* **Extracted entries**:

________________

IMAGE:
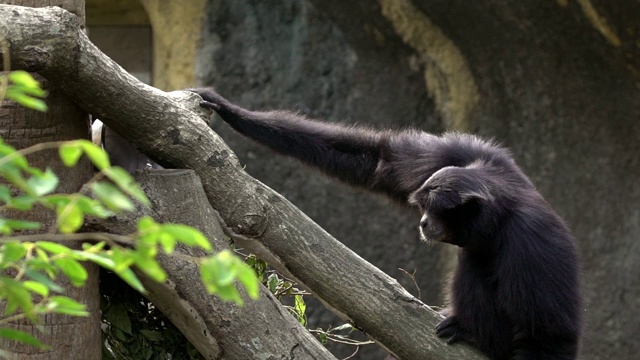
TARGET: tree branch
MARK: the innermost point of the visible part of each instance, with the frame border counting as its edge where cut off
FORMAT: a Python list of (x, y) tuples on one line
[(171, 128)]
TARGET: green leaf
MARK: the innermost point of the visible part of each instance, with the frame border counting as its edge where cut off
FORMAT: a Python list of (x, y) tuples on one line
[(5, 193), (301, 308), (112, 197), (43, 183), (67, 306), (70, 152), (345, 326), (53, 248), (130, 278), (323, 337), (70, 218), (20, 336), (23, 78), (272, 282), (57, 200), (44, 280), (36, 287), (73, 270), (13, 251), (16, 296)]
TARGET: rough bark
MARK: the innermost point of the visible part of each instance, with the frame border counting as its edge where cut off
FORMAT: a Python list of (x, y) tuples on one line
[(171, 129), (261, 329), (22, 128)]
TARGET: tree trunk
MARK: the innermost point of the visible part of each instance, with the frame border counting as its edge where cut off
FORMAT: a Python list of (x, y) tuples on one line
[(68, 337)]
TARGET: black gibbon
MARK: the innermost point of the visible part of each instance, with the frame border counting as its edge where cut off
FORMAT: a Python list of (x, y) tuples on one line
[(515, 293)]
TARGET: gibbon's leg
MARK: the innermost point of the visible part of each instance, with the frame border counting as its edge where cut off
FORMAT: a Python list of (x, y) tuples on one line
[(348, 153)]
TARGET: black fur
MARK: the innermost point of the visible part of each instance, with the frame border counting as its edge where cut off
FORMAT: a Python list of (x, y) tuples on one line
[(515, 293)]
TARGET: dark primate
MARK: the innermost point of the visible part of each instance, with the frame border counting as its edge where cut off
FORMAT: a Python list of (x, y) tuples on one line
[(515, 293)]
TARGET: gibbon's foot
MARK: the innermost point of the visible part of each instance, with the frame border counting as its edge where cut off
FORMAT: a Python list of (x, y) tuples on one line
[(209, 105), (450, 328)]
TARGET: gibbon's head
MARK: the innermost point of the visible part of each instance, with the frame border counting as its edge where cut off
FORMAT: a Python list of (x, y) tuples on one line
[(452, 201)]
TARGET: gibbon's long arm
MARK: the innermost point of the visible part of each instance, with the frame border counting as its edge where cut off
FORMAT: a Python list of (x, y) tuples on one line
[(350, 154), (393, 163)]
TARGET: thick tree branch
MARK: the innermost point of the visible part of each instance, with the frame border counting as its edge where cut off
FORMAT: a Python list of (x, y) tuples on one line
[(172, 129), (202, 318)]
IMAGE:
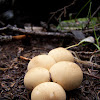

________________

* **Problem**: Strip out the pictures and reproduce the remaining material above exactly.

* **Your solution**:
IMAGE:
TARGET: tree branch
MARK: the innermost point of the visible part of each instance, with the frame border counting as its edge where cut off
FORMAT: a Python list of (x, y) tuples on one line
[(171, 128)]
TARGET: green leaf
MARK: the innermost point of the visible part of each instance, with the frame border counting as its edge where cut off
FORMAT: a Python list of (x, y) tuples on one line
[(5, 193), (301, 308), (112, 197), (43, 183), (67, 306), (70, 152), (345, 326), (53, 248), (130, 278), (323, 337), (70, 218), (20, 336), (23, 78), (272, 282), (57, 200), (44, 280), (36, 287), (73, 270), (13, 251), (16, 296)]
TARGET: rough bark
MARK: the innermost point of the visible part of each instance, with the frame border counting as its edge where cut off
FORMAT: a Python list of (x, y) tuples on one line
[(171, 129), (261, 329), (22, 128)]
TARGET: tree trunk
MARK: the innermost point of the visible part of each instance, with the frame border counting as its edge where cut off
FORMAT: a Python list of (x, y) tuples on one line
[(68, 337)]
TARGET: black gibbon
MARK: the innermost point of the visible part of each instance, with the frame border counting as its edge where cut off
FORMAT: a Python list of (x, y) tuples on one line
[(515, 293)]
TARGET: gibbon's leg
MARK: the innermost point of the visible part of each instance, with the frame border counting as its edge where cut off
FORMAT: a Python list of (x, y) tuples on one line
[(348, 153)]
TARGET: black fur
MARK: the innermost point of the visible part of each instance, with the frame border counting as its edge where cut off
FORMAT: a Python list of (x, y) tuples on one line
[(515, 293)]
TARGET: dark primate
MARK: the innermost point of the visible part of each instance, with the frame border counting as its edge where cut off
FORMAT: a Python list of (x, y) tuples on one line
[(515, 293)]
TARGET: gibbon's foot
MARK: the innermost point of the visible part of each instance, with the frame border counting as its edge where cut off
FORMAT: a Python list of (x, y) tuples on one line
[(209, 105), (450, 328)]
TARGET: gibbon's head
MARK: the innermost point of the visible part of each instance, with the frame border counting as its edge where cut off
FORMAT: a Python list of (x, y) tuples on one line
[(452, 201)]
TARGET: gibbon's long arm
MARK: the innermost point of the visible part of each instance, with the frame border counting as its edge where cut off
FORMAT: a Python list of (x, y) tuples on one line
[(350, 154), (393, 163)]
TARGET: thick tree branch
MARK: the innermost point of the visible part of each instance, with the frame border counting as its edge where cut off
FORMAT: a Python list of (x, y) tuples on one line
[(172, 129), (202, 318)]
IMAGE:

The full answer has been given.